- [Prompt]: Give every line of the rows below as a numbered list, and leave out any blank lines.
----------
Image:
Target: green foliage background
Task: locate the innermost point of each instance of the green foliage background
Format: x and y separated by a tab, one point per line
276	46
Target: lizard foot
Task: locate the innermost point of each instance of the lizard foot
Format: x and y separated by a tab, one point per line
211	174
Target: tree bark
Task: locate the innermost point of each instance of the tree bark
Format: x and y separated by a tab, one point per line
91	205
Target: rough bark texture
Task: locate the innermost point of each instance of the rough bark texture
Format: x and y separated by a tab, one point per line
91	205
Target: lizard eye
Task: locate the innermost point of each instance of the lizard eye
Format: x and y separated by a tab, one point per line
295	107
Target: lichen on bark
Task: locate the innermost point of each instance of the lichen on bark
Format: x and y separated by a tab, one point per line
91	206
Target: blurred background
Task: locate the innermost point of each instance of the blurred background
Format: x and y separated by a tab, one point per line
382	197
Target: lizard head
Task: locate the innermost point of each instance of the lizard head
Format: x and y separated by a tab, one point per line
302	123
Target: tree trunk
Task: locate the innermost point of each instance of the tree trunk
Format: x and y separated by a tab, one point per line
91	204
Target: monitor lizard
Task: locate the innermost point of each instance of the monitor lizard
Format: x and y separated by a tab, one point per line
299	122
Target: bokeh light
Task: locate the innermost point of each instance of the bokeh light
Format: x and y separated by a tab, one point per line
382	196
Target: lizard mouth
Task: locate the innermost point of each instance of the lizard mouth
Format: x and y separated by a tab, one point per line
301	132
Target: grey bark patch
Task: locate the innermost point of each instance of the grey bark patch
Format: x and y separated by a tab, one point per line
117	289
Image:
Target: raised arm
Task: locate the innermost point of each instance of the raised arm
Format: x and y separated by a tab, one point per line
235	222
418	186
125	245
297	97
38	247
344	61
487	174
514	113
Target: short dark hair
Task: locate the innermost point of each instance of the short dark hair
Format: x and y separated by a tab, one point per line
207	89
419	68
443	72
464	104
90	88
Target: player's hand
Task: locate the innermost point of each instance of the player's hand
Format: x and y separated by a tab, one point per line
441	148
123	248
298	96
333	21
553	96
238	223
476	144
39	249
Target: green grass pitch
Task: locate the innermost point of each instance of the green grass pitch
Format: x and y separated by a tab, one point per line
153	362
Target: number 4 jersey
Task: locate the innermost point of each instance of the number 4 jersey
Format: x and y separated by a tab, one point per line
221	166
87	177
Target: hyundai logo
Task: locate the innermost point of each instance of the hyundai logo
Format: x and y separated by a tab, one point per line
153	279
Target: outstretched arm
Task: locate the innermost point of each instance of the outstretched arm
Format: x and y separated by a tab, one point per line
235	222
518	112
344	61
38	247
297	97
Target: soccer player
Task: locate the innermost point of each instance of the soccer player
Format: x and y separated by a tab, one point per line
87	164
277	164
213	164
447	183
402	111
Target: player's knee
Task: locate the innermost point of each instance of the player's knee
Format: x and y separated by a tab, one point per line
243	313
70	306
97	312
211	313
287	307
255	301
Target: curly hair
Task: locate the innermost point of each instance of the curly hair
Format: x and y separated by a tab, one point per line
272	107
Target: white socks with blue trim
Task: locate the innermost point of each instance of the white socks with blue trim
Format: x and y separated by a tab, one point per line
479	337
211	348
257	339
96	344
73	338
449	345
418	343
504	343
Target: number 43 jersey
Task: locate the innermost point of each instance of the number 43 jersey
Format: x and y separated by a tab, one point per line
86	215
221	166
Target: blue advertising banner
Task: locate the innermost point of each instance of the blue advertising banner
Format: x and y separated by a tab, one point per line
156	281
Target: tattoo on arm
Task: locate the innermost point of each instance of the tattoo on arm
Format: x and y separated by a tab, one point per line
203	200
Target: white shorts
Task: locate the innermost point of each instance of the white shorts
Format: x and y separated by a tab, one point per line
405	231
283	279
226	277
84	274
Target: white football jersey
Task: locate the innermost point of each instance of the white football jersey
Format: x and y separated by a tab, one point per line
----------
- [Result below]:
1. Image:
2. Target: green foliage background
3. Task: locate the innermost point of each instance of the green foliage background
4. Format: x and y separated by a tab, one point per line
5. 276	46
6. Target: lizard foot
7. Task: locate the innermost point of each instance of the lizard foot
8. Format: x and y separated by a tab, one point per line
9. 211	174
10. Target: tree bark
11. Task: locate the innermost point of each instance of the tree bark
12. Format: x and y separated by a tab, one point per line
13. 91	205
14. Target: rough bark texture
15. Task: locate the innermost point of each instance of the rough bark texture
16. Format: x and y separated by a tab, one point per line
17. 91	205
18. Target: lizard eye
19. Task: locate the innermost point of each instance of the lizard eye
20. Format: x and y separated by a tab, one point per line
21. 295	107
22. Target: lichen on bark
23. Task: locate the innermost point of each instance of the lichen on bark
24. Format: x and y separated by a tab, one point per line
25. 91	206
26. Target: blurred background
27. Task: locate the innermost point of each instance of the blurred background
28. Format: x and y separated by a tab, one point per line
29. 382	197
30. Target: lizard head
31. Task: locate the innermost point of each instance of the lizard head
32. Format: x and y separated by a tab, one point per line
33. 302	123
34. Target: tree trunk
35. Task: locate the innermost point of each instance of the tree trunk
36. Format: x and y separated by a tab, one point per line
37. 91	204
38. Target: monitor lizard
39. Task: locate the innermost point of each instance of the monitor lizard
40. Format: x and y separated by a tab, one point per line
41. 299	122
42. Target: bokeh light
43. Task: locate the innermost point of each instance of the bokeh light
44. Format: x and y separated by a tab, one point per line
45. 382	196
46. Target: lizard mouth
47. Task: locate the innermost point of each instance of the lizard mouth
48. Format: x and y separated by a tab, one point per line
49. 301	132
50. Target: grey bark patch
51. Task: locate the innermost point of each instance of the grey bark patch
52. Format: x and y separated by a tab, one point per line
53. 117	289
54. Image:
55. Target: raised arm
56. Task: locate the innermost point of each instance of the raised arm
57. Format: x and y separated by a tab, one point per line
58. 235	222
59. 418	186
60. 125	245
61. 297	97
62. 38	247
63. 344	61
64. 487	174
65. 514	113
66. Target: short dark hair
67. Task: locate the innermost point of each instance of the short dark hair
68. Format: x and y separated by a tab, one point per line
69. 207	89
70. 419	68
71. 443	72
72. 464	104
73. 90	88
74. Target: player's hand
75. Task: locate the innermost point of each instance of the player's hand
76. Format: x and y separated by a tab, one point per line
77. 441	148
78. 123	248
79. 298	96
80. 333	21
81. 553	96
82. 238	223
83. 476	144
84. 39	249
85. Target: green grass pitch
86. Task: locate the innermost point of each instance of the green grass pitch
87. Format: x and y separated by a tab, one point per line
88. 153	362
89. Target: number 4 jersey
90. Task: locate the innermost point of each instance of the number 4 jersey
91. Format: x and y separated by a tab, one point per line
92. 221	166
93. 87	177
94. Target: hyundai logo
95. Task: locate the innermost point of each instance of the hyundai logo
96. Format: x and y separated by a tab, one point per line
97. 153	279
98. Target: outstretched arm
99. Task: locate the innermost point of each instance of the outstretched arm
100. Format: x and y separated by a tab, one point per line
101. 235	222
102. 518	112
103. 344	61
104. 38	247
105. 297	97
106. Target: soccer player
107. Task: locate the innermost point of each instance of the soccer player
108. Format: x and y separated by a tab, one point per line
109. 87	164
110. 277	164
111. 213	164
112. 447	183
113. 402	111
114. Target: player's knee
115. Task: locate the innermost point of each instance of the player's knee
116. Format: x and y separated by a tab, one point per line
117. 243	313
118. 70	306
119. 97	312
120. 211	313
121. 287	307
122. 255	301
123. Target: curly hair
124. Task: locate the innermost point of each instance of the curly hair
125. Format: x and y separated by a tab, one point per line
126. 272	107
127. Target: white socks with blue trim
128. Task: locate the innermost point of each instance of the white socks with blue trim
129. Format: x and y separated by a tab, one point per line
130. 479	337
131. 211	348
132. 257	339
133. 96	344
134. 73	338
135. 449	345
136. 418	343
137. 504	343
138. Target: number 43 jersey
139. Task: locate the innermost point of each instance of the number 43 jersey
140. Format: x and y separated by a tab, one point per line
141. 86	215
142. 221	166
143. Target: blue advertising banner
144. Task: locate the innermost point of each instance of the blue advertising banner
145. Format: x and y separated by a tab, one point per line
146. 156	281
147. Target: tattoo on arm
148. Task: locate the innermost point of each instance of the tattoo on arm
149. Format: x and y separated by a tab, one point per line
150. 203	200
151. Target: white shorts
152. Task: locate the innermost point of each instance of the white shorts
153. Format: x and y separated by a tab, one point per line
154. 405	231
155. 283	279
156. 226	277
157. 84	274
158. Target: white football jersey
159. Task: locate the innermost point of each instance of the white football jersey
160. Format: x and y separated by a tab, one point per line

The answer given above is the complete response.